▶ **GOAL OF THE EXERCISE**
From the text on Powell's City Council election below, write out word for word the passage that begins with "Here's what we" and ends after "of any increase.".

**** READING TEXT

Three weeks from today, voters will head to the polls, casting decisive ballots for who our next leaders will be in local, county, state and national offices.
At the city level, Powell voters will elect three City Council positions. Prior to Election Day on Nov. 2, we encourage local voters to know the candidates and issues.
Here's what we feel are the most important issues Powell councilmen face:
Landfill: For new councilmen who take office in January, the Powell landfill will close during their term on the council. Facing a scheduled September 2012 landfill closure, city leaders must decide where Powell's trash will go.
Likely, it will either be hauled directly to the regional landfill in Cody each day or stored at a Powell transfer station and then taken to Cody a few times a week.
Powell leaders favor the transfer station option, but it's unclear whether the county would assist in operating such a facility. Whether trash is hauled directly or stored at a transfer station, there will be an added cost for local residents.
City leaders need to evaluate the costs of each option and determine exactly how much it will cost Powell citizens, who already are weary of any increase.
Budget: With the national economy still in the doldrums, Powell — like many municipalities in the U.S. — must deal with a leaner budget.
Following funding cuts at the state level and anticipating tax revenue shortfalls, local leaders reduced this year's budget by about $5 million from the previous fiscal year.
While Powell may not have seen the end of funding cuts, we hope the next council continues to see areas to trim the budget so Powell withstands the current economic downturn.

********
**** DATASET

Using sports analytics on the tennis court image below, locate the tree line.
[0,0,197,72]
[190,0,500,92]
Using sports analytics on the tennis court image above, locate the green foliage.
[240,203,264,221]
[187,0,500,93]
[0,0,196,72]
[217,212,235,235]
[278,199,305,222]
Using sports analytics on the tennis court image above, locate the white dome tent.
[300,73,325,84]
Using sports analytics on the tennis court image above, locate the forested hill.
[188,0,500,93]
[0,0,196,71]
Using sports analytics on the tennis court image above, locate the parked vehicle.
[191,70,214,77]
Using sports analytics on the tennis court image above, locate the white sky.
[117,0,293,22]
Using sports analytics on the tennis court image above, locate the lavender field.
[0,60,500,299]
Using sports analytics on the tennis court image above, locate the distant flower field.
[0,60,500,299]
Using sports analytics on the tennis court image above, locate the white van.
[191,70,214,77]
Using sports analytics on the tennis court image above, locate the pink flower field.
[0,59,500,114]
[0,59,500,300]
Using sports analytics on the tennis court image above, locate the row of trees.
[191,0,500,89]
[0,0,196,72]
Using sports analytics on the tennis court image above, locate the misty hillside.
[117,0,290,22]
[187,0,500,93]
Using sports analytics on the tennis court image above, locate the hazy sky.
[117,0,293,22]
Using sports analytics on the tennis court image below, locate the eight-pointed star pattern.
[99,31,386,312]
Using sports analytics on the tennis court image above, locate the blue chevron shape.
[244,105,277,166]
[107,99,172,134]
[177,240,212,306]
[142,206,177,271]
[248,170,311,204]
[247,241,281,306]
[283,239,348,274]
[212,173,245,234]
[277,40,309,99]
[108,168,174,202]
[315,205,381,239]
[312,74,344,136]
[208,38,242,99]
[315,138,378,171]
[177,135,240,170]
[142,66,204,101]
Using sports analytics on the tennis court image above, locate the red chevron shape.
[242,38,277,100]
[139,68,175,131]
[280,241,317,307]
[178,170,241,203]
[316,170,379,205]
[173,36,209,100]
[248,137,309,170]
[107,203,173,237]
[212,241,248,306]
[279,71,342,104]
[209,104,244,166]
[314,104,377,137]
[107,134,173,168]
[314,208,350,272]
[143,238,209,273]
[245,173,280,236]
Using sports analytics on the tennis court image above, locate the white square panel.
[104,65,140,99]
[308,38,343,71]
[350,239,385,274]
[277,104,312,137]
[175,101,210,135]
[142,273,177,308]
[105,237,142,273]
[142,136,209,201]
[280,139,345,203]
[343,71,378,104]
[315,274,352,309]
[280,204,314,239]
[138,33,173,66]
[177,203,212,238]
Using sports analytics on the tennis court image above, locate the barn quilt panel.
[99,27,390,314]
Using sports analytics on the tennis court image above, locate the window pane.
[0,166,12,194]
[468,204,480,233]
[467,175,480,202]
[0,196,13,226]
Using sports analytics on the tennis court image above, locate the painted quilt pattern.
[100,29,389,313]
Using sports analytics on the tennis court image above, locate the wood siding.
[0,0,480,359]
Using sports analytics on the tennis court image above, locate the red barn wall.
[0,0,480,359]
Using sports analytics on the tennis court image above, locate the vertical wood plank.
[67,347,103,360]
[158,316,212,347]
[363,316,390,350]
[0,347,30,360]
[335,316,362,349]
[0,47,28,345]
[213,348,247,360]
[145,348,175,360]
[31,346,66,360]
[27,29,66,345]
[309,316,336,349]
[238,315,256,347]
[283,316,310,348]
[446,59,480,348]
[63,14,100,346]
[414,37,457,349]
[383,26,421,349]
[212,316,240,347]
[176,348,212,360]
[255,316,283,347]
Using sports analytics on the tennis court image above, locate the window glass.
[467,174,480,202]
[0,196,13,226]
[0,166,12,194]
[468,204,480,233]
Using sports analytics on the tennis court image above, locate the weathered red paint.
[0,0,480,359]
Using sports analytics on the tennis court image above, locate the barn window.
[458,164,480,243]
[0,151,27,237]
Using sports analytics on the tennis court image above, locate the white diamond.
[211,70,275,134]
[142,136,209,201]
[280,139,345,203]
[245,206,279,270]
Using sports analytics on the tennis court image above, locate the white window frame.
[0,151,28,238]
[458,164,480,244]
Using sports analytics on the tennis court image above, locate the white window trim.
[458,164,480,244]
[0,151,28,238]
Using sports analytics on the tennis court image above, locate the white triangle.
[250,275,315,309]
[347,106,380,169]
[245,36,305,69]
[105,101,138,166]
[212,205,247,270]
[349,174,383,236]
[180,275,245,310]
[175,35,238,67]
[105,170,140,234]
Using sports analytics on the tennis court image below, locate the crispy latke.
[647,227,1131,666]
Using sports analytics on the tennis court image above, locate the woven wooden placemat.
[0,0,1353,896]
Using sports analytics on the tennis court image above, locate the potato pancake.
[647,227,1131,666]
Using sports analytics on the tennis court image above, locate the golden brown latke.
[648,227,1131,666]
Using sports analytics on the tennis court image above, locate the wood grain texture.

********

▶ **OUTPUT FOR THIS TASK**
Here's what we feel are the most important issues Powell councilmen face:
Landfill: For new councilmen who take office in January, the Powell landfill will close during their term on the council. Facing a scheduled September 2012 landfill closure, city leaders must decide where Powell's trash will go.
Likely, it will either be hauled directly to the regional landfill in Cody each day or stored at a Powell transfer station and then taken to Cody a few times a week.
Powell leaders favor the transfer station option, but it's unclear whether the county would assist in operating such a facility. Whether trash is hauled directly or stored at a transfer station, there will be an added cost for local residents.
City leaders need to evaluate the costs of each option and determine exactly how much it will cost Powell citizens, who already are weary of any increase.